Your task:
Every record, from the first line to the last, needs to be given again exactly.

(Dataset records)
........
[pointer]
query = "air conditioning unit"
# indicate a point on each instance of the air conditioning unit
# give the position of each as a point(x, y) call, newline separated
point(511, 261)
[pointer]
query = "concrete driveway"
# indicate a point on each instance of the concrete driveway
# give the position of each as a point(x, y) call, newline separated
........
Answer for this exercise:
[pointer]
query = "air conditioning unit"
# indicate a point on each instance of the air conditioning unit
# give the position of each as a point(x, y) call, newline separated
point(511, 261)
[pointer]
query = "concrete driveway"
# indicate a point on each instance of the concrete driveway
# give the position of each as a point(x, y) call, newline separated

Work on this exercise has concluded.